[EXERCISE DETAILS]: Repeat, exactly and alone, every line from the line that contains "Expected: one point per instance of the horse's hoof, reported" to the end of the entries.

::::

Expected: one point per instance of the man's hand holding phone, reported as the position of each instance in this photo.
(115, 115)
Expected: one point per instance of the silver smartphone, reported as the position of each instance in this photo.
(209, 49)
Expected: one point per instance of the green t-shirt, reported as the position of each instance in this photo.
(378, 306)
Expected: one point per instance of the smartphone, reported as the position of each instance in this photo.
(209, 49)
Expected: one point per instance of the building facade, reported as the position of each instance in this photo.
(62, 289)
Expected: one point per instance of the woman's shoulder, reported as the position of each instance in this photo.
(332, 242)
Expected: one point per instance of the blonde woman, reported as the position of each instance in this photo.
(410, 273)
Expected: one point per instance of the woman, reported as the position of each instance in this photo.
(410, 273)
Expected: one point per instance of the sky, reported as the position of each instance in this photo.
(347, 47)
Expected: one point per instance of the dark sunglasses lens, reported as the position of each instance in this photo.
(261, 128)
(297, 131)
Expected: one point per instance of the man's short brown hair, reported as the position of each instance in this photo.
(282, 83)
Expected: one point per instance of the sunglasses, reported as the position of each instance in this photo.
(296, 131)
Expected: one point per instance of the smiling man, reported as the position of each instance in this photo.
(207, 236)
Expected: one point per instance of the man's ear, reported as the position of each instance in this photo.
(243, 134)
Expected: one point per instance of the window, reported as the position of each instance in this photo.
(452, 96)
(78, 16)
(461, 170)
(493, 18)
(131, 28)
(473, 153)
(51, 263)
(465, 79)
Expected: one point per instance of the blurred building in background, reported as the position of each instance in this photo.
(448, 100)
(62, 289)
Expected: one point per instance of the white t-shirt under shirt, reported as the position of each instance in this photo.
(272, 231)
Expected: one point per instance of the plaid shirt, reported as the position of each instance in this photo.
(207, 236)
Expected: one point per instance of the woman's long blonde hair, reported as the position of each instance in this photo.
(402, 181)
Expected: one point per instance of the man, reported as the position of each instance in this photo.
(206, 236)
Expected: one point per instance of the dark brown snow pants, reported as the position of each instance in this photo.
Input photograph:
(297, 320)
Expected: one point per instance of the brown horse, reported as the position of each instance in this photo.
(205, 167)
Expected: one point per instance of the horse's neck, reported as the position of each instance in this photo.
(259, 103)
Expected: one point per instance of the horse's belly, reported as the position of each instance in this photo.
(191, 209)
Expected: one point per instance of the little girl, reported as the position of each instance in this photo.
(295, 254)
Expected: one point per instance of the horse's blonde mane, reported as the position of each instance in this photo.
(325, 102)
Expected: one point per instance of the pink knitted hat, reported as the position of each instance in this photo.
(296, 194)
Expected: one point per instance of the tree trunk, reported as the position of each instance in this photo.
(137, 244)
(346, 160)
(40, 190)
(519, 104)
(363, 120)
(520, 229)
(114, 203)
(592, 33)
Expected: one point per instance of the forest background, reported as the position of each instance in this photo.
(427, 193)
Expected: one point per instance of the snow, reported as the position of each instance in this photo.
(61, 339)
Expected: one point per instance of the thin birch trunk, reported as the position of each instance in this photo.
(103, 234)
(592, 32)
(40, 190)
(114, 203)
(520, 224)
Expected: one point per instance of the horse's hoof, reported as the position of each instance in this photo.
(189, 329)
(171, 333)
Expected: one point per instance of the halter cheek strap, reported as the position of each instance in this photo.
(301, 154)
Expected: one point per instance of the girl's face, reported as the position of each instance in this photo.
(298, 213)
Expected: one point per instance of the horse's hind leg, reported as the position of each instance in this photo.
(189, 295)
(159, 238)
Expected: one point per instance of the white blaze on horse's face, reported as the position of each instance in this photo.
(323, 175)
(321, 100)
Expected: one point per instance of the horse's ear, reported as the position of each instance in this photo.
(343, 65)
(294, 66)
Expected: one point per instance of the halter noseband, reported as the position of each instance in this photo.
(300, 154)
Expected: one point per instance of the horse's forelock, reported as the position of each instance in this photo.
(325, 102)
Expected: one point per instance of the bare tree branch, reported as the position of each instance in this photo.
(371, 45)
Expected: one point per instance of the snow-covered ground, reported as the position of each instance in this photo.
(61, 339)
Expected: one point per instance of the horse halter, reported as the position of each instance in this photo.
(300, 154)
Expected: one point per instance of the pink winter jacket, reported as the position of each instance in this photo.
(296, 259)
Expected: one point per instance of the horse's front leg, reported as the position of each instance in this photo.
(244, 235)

::::

[EXERCISE SOLUTION]:
Expected: one point per instance of the horse's hoof, reported as the position of each instance in this photo.
(189, 329)
(171, 333)
Expected: one point per instance of the halter cheek strap, reported as the position of each instance in this photo.
(301, 154)
Expected: one point per instance of the girl's face, reported as the position of each instance in this photo.
(298, 213)
Expected: one point per instance of the horse's hind leg, reported as the position of each instance in this photo.
(189, 295)
(159, 238)
Expected: one point per instance of the white blaze on horse's face, reported as the position of each instance in this photo.
(323, 175)
(321, 100)
Expected: one point per instance of the horse's ear, reported as the position of each instance in this photo.
(343, 65)
(294, 66)
Expected: one point per instance of the halter noseband, reported as the position of each instance in this photo.
(300, 154)
Expected: one point per instance of the horse's forelock, reported as the position of each instance in this photo.
(325, 102)
Expected: one point per instance of the bare tree branch, reported as the position of each instance in this photo.
(371, 45)
Expected: one point per instance of the snow-covered ground, reported as the position of each instance in this photo.
(61, 339)
Expected: one point per instance of the horse halter, reported as the position of each instance in this photo.
(300, 154)
Expected: one point per instance of the pink winter jacket, reported as the position of each instance in this photo.
(296, 259)
Expected: one point per instance of the horse's front leg, reported as the position of each instance in this photo.
(244, 235)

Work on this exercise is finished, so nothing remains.